** Page **
Begin

Many all-in-one office printers now include scan to fax capabilities in addition to traditional printing, scanning and copying. With this useful capability at their fingertips, business people are returning to the fax machine for certain applications. Contracts, purchase orders, NDAs, and other legal documents that require a real signature are the right fit for next-generation fax. While a business owner is probably no longer likely to purchase a stand-alone fax machine and a phone line to go with it, all-in-one machines offer the full feature set that makes fax technology easy and cost-effective to utilize.

Traditionally, voice calls and fax machines were connected over TDM-based networks, such as the PSTN. When IP communications came along, companies that eagerly switched over to IP found that they could easily switch the voice calls, but had to keep a PSTN line for their fax machine due to its intolerance of jitter and delay – common traits of an IP network.

However, the telecom industry has spent a good deal of time and effort developing fax over IP standards and protocols – such as T.38 fax relay – to facilitate large fax distribution efforts. Fax servers connect standard T.30 (PSTN fax) to the IP network for transport and distribution to one or many endpoints using the T.38 protocol. The usage model for fax in recent years has leaned toward the industrial distribution approach rather than direct endpoint-to-endpoint fax transmission. The wider adoption of SIP trunking to provide all connectivity from a business site also will limit the fax options for an enterprise.

End

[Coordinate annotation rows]

Begin

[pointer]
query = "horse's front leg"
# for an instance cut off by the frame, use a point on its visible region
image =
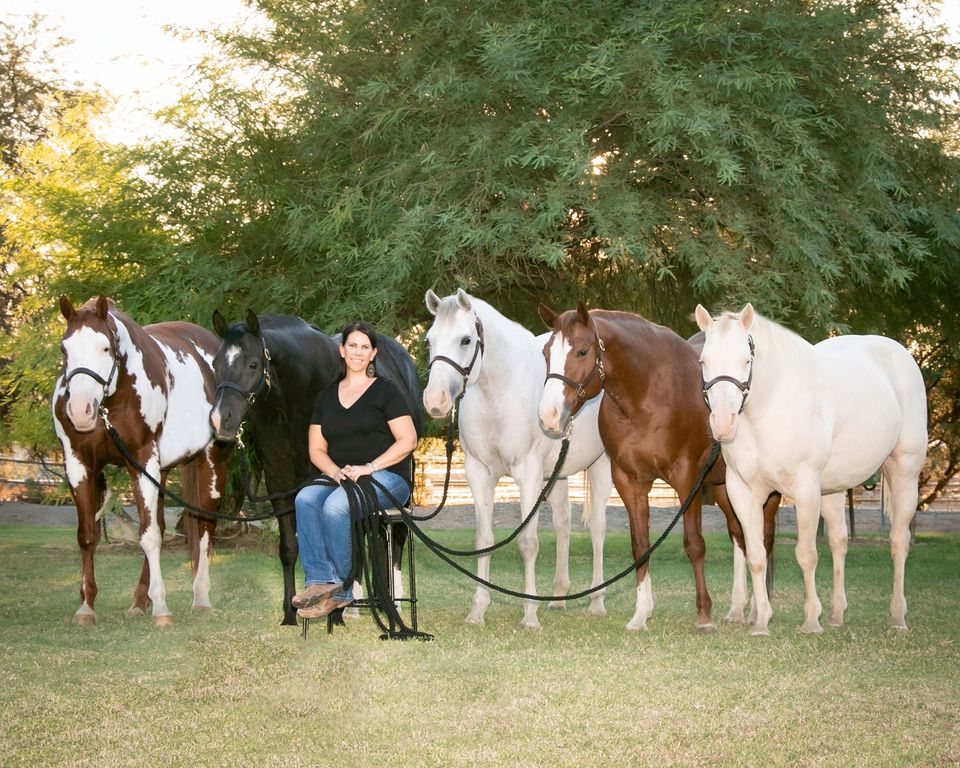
(482, 484)
(601, 482)
(530, 482)
(696, 549)
(289, 551)
(560, 507)
(635, 495)
(749, 511)
(88, 494)
(147, 495)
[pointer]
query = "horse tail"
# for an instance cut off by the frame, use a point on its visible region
(587, 494)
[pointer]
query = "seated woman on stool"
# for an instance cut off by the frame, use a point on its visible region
(361, 425)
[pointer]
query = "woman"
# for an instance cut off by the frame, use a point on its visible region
(361, 425)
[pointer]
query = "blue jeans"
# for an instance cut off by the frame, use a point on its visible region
(323, 528)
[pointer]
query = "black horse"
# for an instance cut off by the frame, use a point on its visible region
(269, 371)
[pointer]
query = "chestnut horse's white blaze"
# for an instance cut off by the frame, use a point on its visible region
(156, 384)
(501, 436)
(814, 421)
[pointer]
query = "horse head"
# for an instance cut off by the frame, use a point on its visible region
(455, 341)
(242, 370)
(726, 364)
(90, 360)
(574, 355)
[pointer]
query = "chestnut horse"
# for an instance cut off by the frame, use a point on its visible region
(154, 385)
(653, 423)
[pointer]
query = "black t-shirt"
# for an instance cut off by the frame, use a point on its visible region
(360, 433)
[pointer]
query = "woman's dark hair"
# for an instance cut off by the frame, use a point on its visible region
(367, 330)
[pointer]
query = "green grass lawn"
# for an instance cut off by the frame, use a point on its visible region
(234, 688)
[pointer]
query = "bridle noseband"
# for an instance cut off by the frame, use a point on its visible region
(263, 383)
(743, 386)
(103, 382)
(581, 387)
(477, 351)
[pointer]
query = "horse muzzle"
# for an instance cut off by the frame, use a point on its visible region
(82, 413)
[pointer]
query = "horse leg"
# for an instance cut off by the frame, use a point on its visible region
(903, 495)
(749, 511)
(289, 550)
(146, 495)
(831, 509)
(482, 484)
(560, 505)
(530, 483)
(635, 498)
(807, 501)
(738, 592)
(601, 481)
(208, 473)
(88, 495)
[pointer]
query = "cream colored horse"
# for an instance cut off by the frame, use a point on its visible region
(812, 421)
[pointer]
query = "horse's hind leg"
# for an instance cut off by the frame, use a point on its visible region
(560, 506)
(807, 500)
(600, 481)
(903, 494)
(831, 509)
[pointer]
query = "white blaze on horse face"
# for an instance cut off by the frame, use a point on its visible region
(87, 348)
(552, 407)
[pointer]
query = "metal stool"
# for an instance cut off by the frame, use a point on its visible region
(370, 601)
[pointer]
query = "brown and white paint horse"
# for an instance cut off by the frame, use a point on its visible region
(155, 385)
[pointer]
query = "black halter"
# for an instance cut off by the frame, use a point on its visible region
(743, 386)
(581, 387)
(103, 382)
(263, 383)
(477, 351)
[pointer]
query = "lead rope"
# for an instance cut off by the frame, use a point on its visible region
(440, 551)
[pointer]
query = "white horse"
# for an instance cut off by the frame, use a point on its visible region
(811, 422)
(499, 367)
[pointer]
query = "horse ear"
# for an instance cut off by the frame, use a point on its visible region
(548, 316)
(704, 321)
(219, 324)
(253, 322)
(583, 313)
(66, 307)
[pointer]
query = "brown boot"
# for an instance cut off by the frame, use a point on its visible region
(314, 593)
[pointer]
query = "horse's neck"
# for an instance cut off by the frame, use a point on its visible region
(508, 359)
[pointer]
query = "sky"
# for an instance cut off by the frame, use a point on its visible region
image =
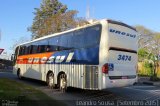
(17, 15)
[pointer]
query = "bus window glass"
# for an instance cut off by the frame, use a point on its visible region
(78, 39)
(53, 43)
(42, 45)
(92, 37)
(34, 48)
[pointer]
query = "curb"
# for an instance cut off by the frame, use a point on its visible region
(152, 83)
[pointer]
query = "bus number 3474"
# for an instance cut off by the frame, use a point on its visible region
(124, 57)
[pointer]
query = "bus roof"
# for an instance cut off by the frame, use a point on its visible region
(81, 27)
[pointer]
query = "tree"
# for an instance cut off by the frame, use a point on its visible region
(149, 43)
(52, 17)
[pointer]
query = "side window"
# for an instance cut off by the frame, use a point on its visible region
(70, 41)
(42, 46)
(53, 43)
(63, 42)
(34, 47)
(79, 39)
(92, 37)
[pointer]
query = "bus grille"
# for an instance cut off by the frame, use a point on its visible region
(91, 77)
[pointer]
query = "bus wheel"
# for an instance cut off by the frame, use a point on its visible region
(19, 74)
(63, 83)
(50, 80)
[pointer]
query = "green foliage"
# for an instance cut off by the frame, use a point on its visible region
(52, 17)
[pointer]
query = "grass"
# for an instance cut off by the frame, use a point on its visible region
(24, 94)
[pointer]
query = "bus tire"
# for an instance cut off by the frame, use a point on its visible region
(63, 83)
(19, 74)
(50, 80)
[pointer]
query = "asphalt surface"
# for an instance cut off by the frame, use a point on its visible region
(143, 94)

End

** To do **
1. List the kinds of documents that the fax passage names as needing a real signature.
2. Give again the part of the fax passage that opens with the words containing "Many all-in-one office" and closes with "cost-effective to utilize.", swapping the term "all-in-one" for "multifunction".

** Worked solutions **
1. Contracts, purchase orders, NDAs

2.
Many multifunction office printers now include scan to fax capabilities in addition to traditional printing, scanning and copying. With this useful capability at their fingertips, business people are returning to the fax machine for certain applications. Contracts, purchase orders, NDAs, and other legal documents that require a real signature are the right fit for next-generation fax. While a business owner is probably no longer likely to purchase a stand-alone fax machine and a phone line to go with it, multifunction machines offer the full feature set that makes fax technology easy and cost-effective to utilize.